→ **EXERCISE INSTRUCTIONS**:
**1.** In the Bowie autobiography excerpt, rewrite the passage starting with "The article in" and going on through "published in full?", substituting "typescript" for "manuscript".
**2.** According to the Bowie autobiography excerpt, why is it clear that not many people know anything about the "first chapter" of The Return of the Thin White Duke?

→ **EXCERPT PROVIDED**:
· · · ·

If you are a David Bowie addict, it’s fairly likely you have read these lines, which appeared in Crowe’s 1976 feature on Bowie for Rolling Stone:
 

Bowie announces that he’s got a new project, his autobiography. “I’ve still not read an autobiography by a rock person that had the same degree of presumptuousness and arrogance that a rock & roll record used to have. So I’ve decided to write my autobiography as a way of life. It may be a series of books. I’m so incredibly methodical that I would be able to categorize each section and make it a bleedin’ encyclopedia. You know what I mean? David Bowie as the microcosm of all matter.”

If the first chapter is any indication, The Return of the Thin White Duke is more telling of Bowie’s “fragmented mind” than of his life story. It is a series of sketchy self-portraits and isolated incidents apparently strung together in random, probably cutout order. Despite David’s enthusiasm, one suspects it may never outlast his abbreviated attention span. But it’s a good idea. At 29, Bowie’s life is already perfect fodder for an autobiography.

 
The article in Rolling Stone also included an excerpt, in a box. It looked like this:
 

 
So Bowie gave Crowe a manuscript of some sort. What was in it? Has it ever been published in full?

This “first chapter” of The Return of the Thin White Duke clearly has never been published. I consulted ten book-length treatments of Bowie’s life and career (a list of these works can be found at the bottom of this post), and only 2 of them even bothered to mention it, and neither dwelled on it for very long. It’s abundantly clear that not many people know anything about this text.

Bowie: A Biography by Marc Spitz includes the following on page x of the introduction:
 

Bowie’s autobiography, purportedly entitled The Return of the Thin White Duke (after the opening lyric to the 1976 song “Station to Station”) has been rumored for years as well, but either the asking price is too high or it’s a bluff; or it’s really in the works, and like Bob Dylan’s Chronicles volume one, it will arrive when it’s the right time.

 
Meanwhile, in The Man Who Sold the World, Peter Doggett writes on page 285:
 

Much of The Man Who Fell to Earth was filmed in Albuquerque—the so-called Duke City, having been named for the Spanish duke of Albuquerque, Spain. And it was there that David Bowie, who was unmistakably thin, and white, began to write a book of short stories titled The Return of the Thin White Duke. It was, he explained, “partly autobiographical, mostly fiction, with a deal of magic in it.” Simultaneously, he was telling Cameron Crowe: “I’ve decided to write my autobiography as a way of life. It may be a series of books.” Or it might be a song—or, as printed in Rolling Stone magazine at the time, the briefest and most compressed of autobiographical fragments, which suggested he would have struggled to extend the entire narrative of his life beyond a thousand words.

· · · ·

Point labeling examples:
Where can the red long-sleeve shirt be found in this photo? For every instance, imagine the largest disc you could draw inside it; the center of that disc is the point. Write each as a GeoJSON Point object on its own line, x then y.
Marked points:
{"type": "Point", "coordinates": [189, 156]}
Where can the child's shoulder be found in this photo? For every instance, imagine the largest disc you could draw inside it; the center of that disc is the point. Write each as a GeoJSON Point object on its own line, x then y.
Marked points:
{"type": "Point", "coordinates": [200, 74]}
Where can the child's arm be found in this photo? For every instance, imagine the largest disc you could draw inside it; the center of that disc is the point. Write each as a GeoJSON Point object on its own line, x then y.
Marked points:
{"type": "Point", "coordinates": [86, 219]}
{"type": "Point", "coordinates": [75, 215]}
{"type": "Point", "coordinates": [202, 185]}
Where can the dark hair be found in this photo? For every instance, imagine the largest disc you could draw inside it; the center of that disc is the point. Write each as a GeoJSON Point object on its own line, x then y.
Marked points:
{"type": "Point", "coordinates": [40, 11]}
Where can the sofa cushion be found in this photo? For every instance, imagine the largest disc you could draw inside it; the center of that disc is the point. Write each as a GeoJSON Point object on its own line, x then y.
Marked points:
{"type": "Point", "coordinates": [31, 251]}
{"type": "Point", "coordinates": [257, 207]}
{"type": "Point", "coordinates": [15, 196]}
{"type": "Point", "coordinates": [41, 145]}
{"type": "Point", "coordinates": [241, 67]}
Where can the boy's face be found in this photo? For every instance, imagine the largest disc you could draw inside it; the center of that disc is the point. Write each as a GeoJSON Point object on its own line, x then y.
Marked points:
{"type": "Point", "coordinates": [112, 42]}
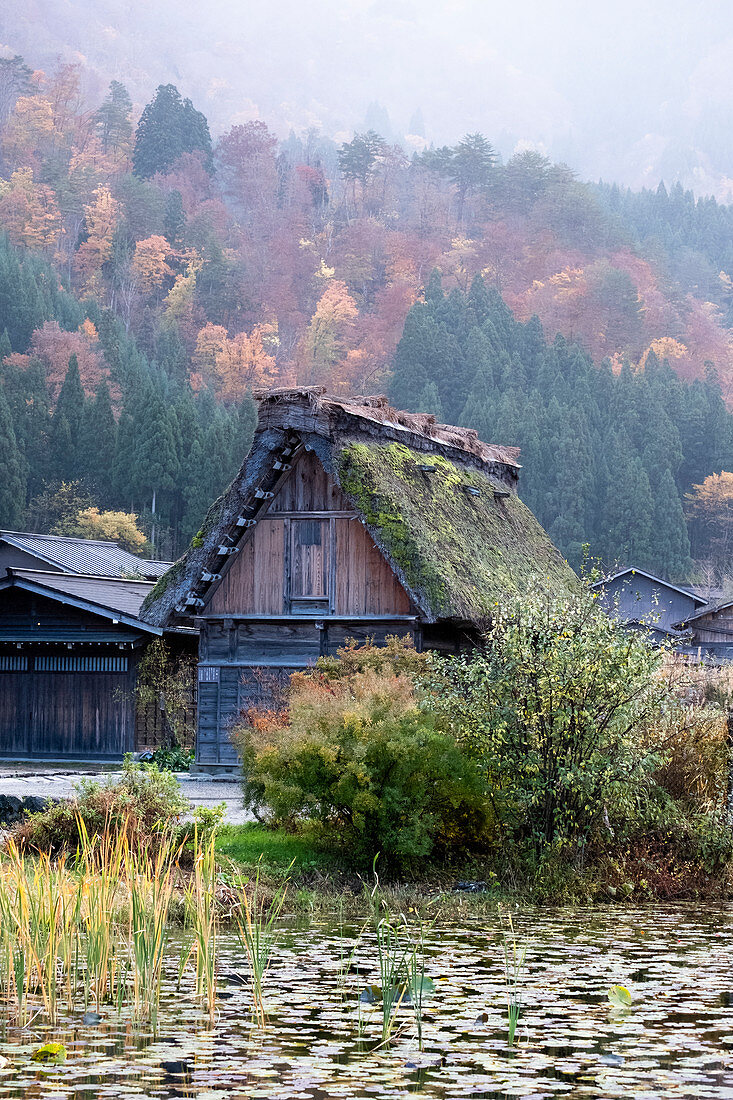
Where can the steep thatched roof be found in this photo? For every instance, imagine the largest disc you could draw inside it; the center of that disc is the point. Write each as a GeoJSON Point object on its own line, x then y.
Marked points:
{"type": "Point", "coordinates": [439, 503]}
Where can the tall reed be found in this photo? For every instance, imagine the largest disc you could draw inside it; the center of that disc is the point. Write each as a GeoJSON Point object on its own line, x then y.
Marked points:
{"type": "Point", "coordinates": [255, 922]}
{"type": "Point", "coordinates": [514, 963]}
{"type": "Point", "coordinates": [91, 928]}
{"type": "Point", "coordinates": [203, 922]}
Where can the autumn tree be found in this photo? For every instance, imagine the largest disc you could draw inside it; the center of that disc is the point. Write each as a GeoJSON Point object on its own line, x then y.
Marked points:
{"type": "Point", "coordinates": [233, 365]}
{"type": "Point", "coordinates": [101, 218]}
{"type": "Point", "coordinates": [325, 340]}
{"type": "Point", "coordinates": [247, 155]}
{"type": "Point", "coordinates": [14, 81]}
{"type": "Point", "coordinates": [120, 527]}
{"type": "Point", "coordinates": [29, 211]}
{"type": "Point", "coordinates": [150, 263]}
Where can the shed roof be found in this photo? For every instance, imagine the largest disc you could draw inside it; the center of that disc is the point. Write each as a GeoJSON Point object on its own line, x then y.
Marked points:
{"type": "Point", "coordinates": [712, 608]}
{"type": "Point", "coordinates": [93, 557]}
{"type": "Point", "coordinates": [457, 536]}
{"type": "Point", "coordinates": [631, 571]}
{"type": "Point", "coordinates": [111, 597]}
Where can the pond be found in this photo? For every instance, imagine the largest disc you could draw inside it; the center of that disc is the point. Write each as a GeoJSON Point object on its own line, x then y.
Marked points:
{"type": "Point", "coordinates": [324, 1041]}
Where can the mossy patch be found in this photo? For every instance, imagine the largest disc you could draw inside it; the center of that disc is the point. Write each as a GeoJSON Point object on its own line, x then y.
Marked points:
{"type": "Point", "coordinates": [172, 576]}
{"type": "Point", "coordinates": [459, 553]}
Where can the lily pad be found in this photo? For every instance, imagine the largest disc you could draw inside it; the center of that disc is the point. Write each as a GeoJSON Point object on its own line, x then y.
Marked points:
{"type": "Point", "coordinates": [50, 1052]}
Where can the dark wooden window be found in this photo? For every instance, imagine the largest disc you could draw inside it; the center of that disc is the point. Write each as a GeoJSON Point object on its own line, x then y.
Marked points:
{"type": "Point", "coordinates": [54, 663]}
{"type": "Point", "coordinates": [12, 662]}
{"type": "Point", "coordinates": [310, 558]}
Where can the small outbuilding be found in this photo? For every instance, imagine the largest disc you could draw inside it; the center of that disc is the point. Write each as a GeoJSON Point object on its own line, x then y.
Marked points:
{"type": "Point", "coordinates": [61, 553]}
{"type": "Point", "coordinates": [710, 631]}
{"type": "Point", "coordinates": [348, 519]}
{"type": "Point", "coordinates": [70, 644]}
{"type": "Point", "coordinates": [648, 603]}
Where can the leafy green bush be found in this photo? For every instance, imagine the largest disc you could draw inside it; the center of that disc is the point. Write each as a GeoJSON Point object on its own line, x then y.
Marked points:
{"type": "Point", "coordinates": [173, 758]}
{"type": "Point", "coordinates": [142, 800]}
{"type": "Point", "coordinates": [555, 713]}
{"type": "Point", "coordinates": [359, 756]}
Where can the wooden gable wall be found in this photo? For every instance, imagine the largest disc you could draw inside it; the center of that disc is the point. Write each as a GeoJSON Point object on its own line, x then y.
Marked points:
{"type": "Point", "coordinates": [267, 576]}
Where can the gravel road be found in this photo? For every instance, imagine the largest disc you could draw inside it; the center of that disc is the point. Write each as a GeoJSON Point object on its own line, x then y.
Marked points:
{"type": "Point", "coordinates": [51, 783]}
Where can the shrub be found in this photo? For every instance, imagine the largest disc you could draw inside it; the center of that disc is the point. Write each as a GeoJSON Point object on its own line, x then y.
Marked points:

· · · ·

→ **RESULTS OF THE EXERCISE**:
**1.**
The article in Rolling Stone also included an excerpt, in a box. It looked like this:
 

 
So Bowie gave Crowe a typescript of some sort. What was in it? Has it ever been published in full?

**2.** The author consulted ten book-length treatments of Bowie's life and career. Only two of them mentioned the text at all, and neither dwelled on it for very long.